Testo di partenza:
Legge 30, nove su dieci restano precari

Cgil: si aggrava l’abuso delle collaborazioni fasulle. Salario «atipico»: meno di 800 euro al mese
Per sempre a termine? Cgil, Nidil e Unione si confrontano sul futuro dei precari: «Riportare al centro il tempo indeterminato»

Nell’Italia del declino la precarietà dilaga come un’epidemia. Non è affatto incoraggiante il quadro tracciato ieri dalla Cgil, che a un’iniziativa comune con l’Ires e il Nidil, ha chiamato i partiti dell’Unione a confrontarsi con il lavoro «atipico». Usiamo le virgolette non a caso, dato che secondo i dati diffusi dal sindacato, ben il 70% dei nuovi ingressi nel mercato del lavoro nel 2004 sono avvenuti con contratti a termine. Il risultato più evidente è l’assoluto «fallimento» (ma dalle nostre parti, francamente, non ci attendevamo un effetto positivo) della legge 30: delle 49 tipologie contrattuali introdotte, a due anni dall’approvazione, ne vengono applicate cinque o sei, con grandissime difficoltà delle stesse aziende ad avere a che fare con un lavoro troppo frammentato. Intendiamoci, questo non vuol dire affatto che le imprese abbiano fatto poco ricorso alla flessibilità: al contrario, viene smentito l’annuncio ripetuto più volte dal governo e dal sottosegretario Sacconi, secondo cui la legge 30 avrebbe fatto piazza pulita delle collaborazioni fasulle, riconducendole nell’alveo del lavoro dipendente: ebbene, secondo un’elaborazione fornita dall’Ires dei dati Istat, dopo un anno solo il 4,9% dei cococo ottiene un posto a tempo indeterminato, mentre il 95,1% dei precari non muta la propria condizione di incertezza: nello specifico, ben l’88,2% diventa a progetto (o rimane cococo), mentre i restanti si dividono tra i tempi determinati, gli interinali, gli occasionali.

Compiti da svolgere:
1. Nell'articolo sulla legge 30, quale percentuale dei cococo ottiene un posto a tempo indeterminato dopo un anno?
2. Continua l'articolo sulla legge 30 e il lavoro precario, riprendendo dopo la sua ultima frase.

Dati presentati:

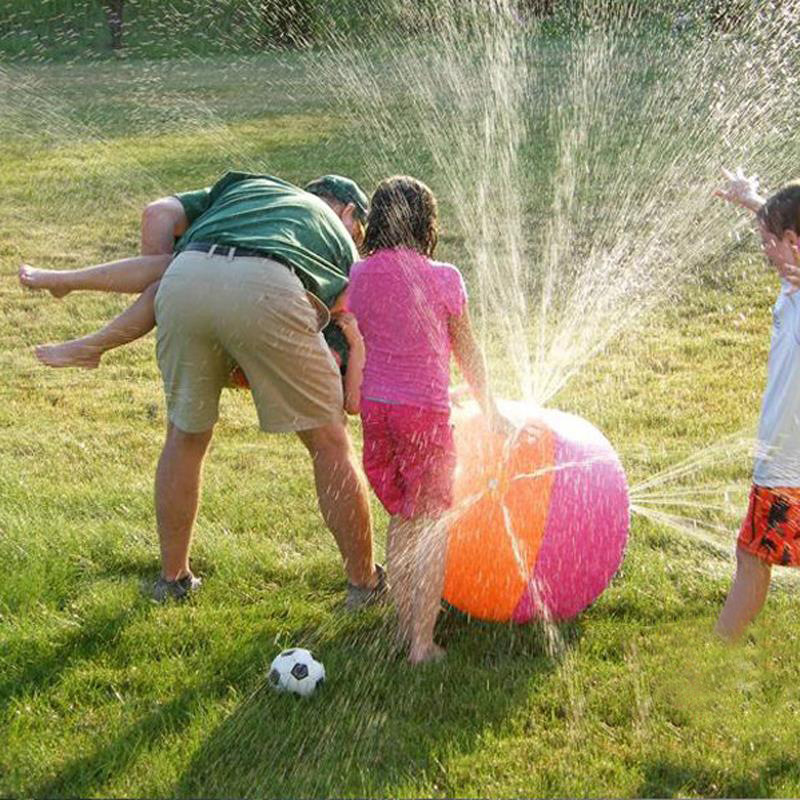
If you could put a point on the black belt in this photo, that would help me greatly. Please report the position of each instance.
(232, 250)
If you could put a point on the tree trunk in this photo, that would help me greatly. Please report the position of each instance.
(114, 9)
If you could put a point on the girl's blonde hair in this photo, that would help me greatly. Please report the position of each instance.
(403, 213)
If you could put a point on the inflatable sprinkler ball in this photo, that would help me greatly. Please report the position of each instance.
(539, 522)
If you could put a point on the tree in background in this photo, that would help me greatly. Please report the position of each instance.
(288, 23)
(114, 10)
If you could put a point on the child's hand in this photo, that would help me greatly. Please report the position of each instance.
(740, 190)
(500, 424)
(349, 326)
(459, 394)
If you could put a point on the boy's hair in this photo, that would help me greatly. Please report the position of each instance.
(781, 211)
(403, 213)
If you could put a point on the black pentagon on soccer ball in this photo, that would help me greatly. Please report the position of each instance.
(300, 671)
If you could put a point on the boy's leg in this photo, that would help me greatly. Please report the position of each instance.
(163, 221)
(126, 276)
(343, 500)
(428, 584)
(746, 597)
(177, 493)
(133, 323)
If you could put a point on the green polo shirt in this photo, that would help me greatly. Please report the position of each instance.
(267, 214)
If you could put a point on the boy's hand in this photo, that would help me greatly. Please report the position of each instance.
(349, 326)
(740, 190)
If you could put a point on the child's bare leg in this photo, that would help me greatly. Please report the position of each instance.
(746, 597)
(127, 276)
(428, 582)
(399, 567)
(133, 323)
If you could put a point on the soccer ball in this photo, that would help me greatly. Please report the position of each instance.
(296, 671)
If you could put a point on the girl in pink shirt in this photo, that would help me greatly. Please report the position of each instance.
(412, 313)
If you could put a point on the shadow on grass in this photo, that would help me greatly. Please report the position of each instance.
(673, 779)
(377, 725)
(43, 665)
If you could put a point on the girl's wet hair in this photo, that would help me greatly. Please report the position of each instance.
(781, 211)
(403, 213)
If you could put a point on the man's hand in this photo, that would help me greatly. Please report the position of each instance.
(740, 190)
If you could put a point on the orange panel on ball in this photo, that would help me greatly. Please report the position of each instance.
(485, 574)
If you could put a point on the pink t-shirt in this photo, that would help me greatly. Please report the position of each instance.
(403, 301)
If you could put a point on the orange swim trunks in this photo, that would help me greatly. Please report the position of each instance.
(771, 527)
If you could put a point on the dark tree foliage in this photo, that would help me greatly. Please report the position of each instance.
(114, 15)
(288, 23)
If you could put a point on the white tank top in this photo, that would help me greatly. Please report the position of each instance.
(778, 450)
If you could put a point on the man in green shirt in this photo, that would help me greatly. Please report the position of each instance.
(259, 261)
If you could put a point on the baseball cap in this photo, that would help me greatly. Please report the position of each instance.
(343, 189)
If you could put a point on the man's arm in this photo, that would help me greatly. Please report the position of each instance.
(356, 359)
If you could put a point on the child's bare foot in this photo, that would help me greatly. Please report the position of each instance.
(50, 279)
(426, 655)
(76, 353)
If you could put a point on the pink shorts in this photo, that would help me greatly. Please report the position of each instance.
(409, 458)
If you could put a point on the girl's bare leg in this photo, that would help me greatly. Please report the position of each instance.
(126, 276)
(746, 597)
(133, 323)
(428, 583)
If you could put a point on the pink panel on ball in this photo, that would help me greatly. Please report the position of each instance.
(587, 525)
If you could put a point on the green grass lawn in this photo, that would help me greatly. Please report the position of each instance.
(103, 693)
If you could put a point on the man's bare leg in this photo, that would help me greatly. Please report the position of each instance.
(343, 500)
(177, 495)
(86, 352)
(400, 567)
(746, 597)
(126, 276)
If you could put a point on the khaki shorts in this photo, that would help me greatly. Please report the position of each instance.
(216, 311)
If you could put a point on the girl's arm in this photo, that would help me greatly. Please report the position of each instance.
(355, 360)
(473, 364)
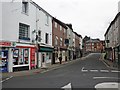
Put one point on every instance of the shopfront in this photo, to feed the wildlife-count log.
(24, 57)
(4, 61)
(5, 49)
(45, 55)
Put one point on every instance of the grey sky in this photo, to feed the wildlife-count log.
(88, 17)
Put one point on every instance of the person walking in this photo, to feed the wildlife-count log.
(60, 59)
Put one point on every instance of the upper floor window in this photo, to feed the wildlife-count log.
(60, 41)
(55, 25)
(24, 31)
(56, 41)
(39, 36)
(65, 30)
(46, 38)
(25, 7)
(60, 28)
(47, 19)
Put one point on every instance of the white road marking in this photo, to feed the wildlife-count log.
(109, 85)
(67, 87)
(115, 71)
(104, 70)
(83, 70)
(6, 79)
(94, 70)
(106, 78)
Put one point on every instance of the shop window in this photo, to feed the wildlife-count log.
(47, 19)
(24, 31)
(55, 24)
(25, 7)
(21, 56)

Soluzioni:
1. Solo il 4,9%.

2.
E’ difficile quantificare i collaboratori, data la brevità – spesso – dei loro contratti: se però si sono iscritti allo speciale fondo Inps, dal 1996 a oggi, ben 3.339.417 persone, il numero reale si riduce a chi versa effettivamente i contributi (visto che non esiste l’obbligo di cancellazione): nel 2003 le posizioni attive presso l’Inps erano 1.785.856. Molti di più, dunque, dei 407 mila quantificati dal governo, che si basa sulle rilevazioni Istat: l’istituto, infatti, si basa sulle interviste relative a una sola settimana, che certo non colgono la reale entità di un fenomeno così volatile. D’altra parte, nel 2003 i contributi versati al fondo parasubordinati sono stati pari a 3,266 miliardi di euro: rapportati a 400 mila contribuenti, darebbero un compenso medio annuo di 58.321 euro lordi (oltre 4 mila euro netti al mese); rapportati a 1.700.000 persone, si arriva a 13.063 euro annui lordi (circa mille). E’più credibile la prima cifra o la seconda?

Ecco dunque il profilo del collaboratore: la maggioranza guadagna meno di 800 euro netti al mese, mentre, come spiega la ricerca presentata dal direttore Ires Giovanna Altieri (sempre su dati Istat), nove lavoratori su dieci (il 92%) sono monocommittenti (hanno un solo datore di lavoro). L’83% lavora in ufficio, e il 61% non decide autonomamente il proprio orario.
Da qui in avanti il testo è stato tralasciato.